EXCERPT TO READ ::
══════

Subjective considerations of management effectiveness, maintenance of regulatory
compliance standards and professional leadership are also considered.
In addition to the recommendations of the Chairman of the Board and
an evaluation of individual performance, the Committee also considered how our
executive compensation compares to our peers. Republic Bancorp participates in
local and national compensation surveys for key executives. These surveys are
utilized only as a general guideline for establishing the key executives' levels
of compensation. The Committee recognizes that compensation to key executives
should be reasonably representative of that typically offered in Republic
Bancorp's market area in order to attract, motivate, reward and retain key
executives. The Committee's philosophy is to provide compensation to key
executives that is not only competitive with that of comparable institutions,
but that also provides retention incentive for the highly skilled management
necessary to ensure the long-term success of Republic Bancorp.
14
<PAGE>
During 1999, the salary of the Chairman of the Board and the Chief
Executive Officer were increased. Republic Bancorp's performance, the
contributions these individuals made and the Chairman's recommendations were
important factors underlying compensation increases, although the increases were
not tied to specific performance criteria.
The Committee is also responsible for the overall administration of
the stock option program and other benefit programs. Republic Bancorp's stock
option program provides for the granting of options to those employees that have
demonstrated superior performance and who are deemed by the Committee to be
important to Republic Bancorp's future success, with a view toward maximizing
shareholder value. The Chairman of the Board designates the employees eligible
to be granted options under the Plan subject to approval by the Committee. No
stock options were awarded to executive officers during 1999.
MEMBERS OF THE COMPENSATION COMMITTEE:
Charles Anderson Larry M. Hayes Sandra Metts Snowden
COMPENSATION COMMITTEE INTERLOCKS AND INSIDER PARTICIPATION
Certain directors and executive officers, including certain members
of the Compensation/ Human Resources Committee, were clients of and had
transactions with Republic Bancorp and the Banks during 1999. Transactions which
involved loans or commitments by Republic Bancorp were made in the ordinary
course of business and on substantially the same terms, including interest rates
and collateral, as those prevailing at the time for comparable transactions with
other persons and did not involve more than normal risk of collectibility or
present other unfavorable features.

══════

ITEMS ::
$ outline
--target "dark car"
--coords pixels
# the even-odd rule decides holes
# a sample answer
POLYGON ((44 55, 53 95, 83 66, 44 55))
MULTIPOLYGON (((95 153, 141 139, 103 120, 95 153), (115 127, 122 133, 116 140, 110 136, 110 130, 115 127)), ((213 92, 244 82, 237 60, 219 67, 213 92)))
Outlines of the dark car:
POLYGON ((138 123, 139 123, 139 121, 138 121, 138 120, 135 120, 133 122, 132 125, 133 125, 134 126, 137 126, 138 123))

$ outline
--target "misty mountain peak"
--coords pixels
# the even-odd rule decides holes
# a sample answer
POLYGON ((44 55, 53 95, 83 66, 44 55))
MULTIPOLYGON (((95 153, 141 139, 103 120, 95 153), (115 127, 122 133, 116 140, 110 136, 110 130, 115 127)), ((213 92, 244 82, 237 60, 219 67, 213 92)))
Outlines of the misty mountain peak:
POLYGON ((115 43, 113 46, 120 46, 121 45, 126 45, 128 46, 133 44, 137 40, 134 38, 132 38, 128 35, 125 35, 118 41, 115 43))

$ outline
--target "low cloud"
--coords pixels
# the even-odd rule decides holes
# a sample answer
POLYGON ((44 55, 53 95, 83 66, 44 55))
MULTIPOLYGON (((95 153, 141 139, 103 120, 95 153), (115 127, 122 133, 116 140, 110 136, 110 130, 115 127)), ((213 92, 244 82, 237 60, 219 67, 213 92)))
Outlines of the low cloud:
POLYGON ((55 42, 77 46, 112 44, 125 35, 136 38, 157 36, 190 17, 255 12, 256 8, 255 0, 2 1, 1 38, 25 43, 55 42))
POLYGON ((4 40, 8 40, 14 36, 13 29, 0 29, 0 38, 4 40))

══════

REQUIRED TASKS ::
a - Answer these from the Republic Bancorp compensation excerpt:
(i) In what kinds of compensation surveys for key executives does Republic Bancorp take part?
(ii) Who designates the employees eligible to be granted options under the Plan, and whose approval is required?
(iii) How many stock options were awarded to executive officers during 1999?
b - Carry on the Republic Bancorp compensation excerpt from its final sentence.
The material has no connection to the Republic Bancorp compensation excerpt.

RESPONSES PER TASK ::
a -
(i) Local and national surveys.
(ii) The Chairman of the Board designates them, subject to approval by the Committee.
(iii) None.

b -
Republic Bancorp's Compensation/Human Resources Committee was
established in the first quarter of 1999. Prior to that time, Bernard Trager, as
Chairman of the Board of Directors, and Steven Trager, as CEO, made
recommendations to the Board in connection with the Board's deliberations
concerning executive officer compensation. See the discussion above under the
heading "Compensation Committee Report."
15
<PAGE>
CERTAIN OTHER RELATIONSHIPS AND RELATED TRANSACTIONS
LEASING ARRANGEMENTS. Within the Louisville, Kentucky, metropolitan
area, the Bank leases space in five buildings owned by Bernard Trager, Chairman
of Republic Bancorp, and Jean Trager, his wife, and partnerships in which they
own controlling interests, including Jaytee, a shareholder of Republic Bancorp.
Relatives of Bernard Trager, including Steven Trager and Scott Trager, directors
and executive officers of Republic Bancorp, are also partners in Jaytee. See
notes to the table under "Share Ownership". The buildings include Republic
Corporate Center, which serves as both the Bank's main office and administrative
headquarters in Louisville, Kentucky, and is owned and leased by TEECO
Properties, which is owned by Bernard Trager. Also included are the Hurstbourne
Parkway, Bardstown Road and Springhurst banking centers, as well as the
Clarksville, Indiana loan production office, which are all owned and leased by
Jaytee. During 1999, additional space was leased in connection with banking
center expansion and the establishment of the Indiana loan production office.
Additional space has been leased in 2000 in connection with selected operational
functions. Under certain of these lease arrangements, Republic Bancorp has been
responsible for the fit-up and certain completion costs for the leased
facilities. Altogether, these affiliates currently lease approximately 92,000
square feet and the Bank pays approximately $127,000 per month, in rent, with
lease terms expiring between 2001 and 2008.
Each of the above transactions was obtained on terms comparable to
those which could have been obtained from an unaffiliated party.
STOCK TRANSACTIONS. During 1999, Republic Bancorp formed an employee
stock ownership plan to promote stock ownership by our employees. In connection
with formation of the ESOP, Republic Bancorp loaned the ESOP $3,873,000, which
the ESOP used to purchase 300,000 shares of Class A Common Stock. The ESOP
purchased 200,000 shares from our Chairman and largest shareholder, Bernard
Trager, for $2,582,000 and 100,000 shares from Bankers Insurance Agency, Inc.
(in which members of Bernard Trager's family, including Steven Trager, are
directors and shareholders) for $1,291,000. The price of these shares
($3,873,000 in the aggregate) was determined by an independent committee of the
ESOP based on the 30-day average trading price of our shares.
Republic Bancorp has also, from time to time, repurchased shares of
Class A Common Stock from charitable organizations that had received the shares
by gift from Bernard Trager. We purchased a total of 8,715 shares in 1999, at an
average price of $8.75 per share ($76,256 in the aggregate), and a total of
6,247 shares in December 1998, at an average price of $13.25 per share ($82,773
in the aggregate). In each instance the purchase price paid for the shares was
based on the then market price of the shares, as reported on the NASDAQ National
Market System.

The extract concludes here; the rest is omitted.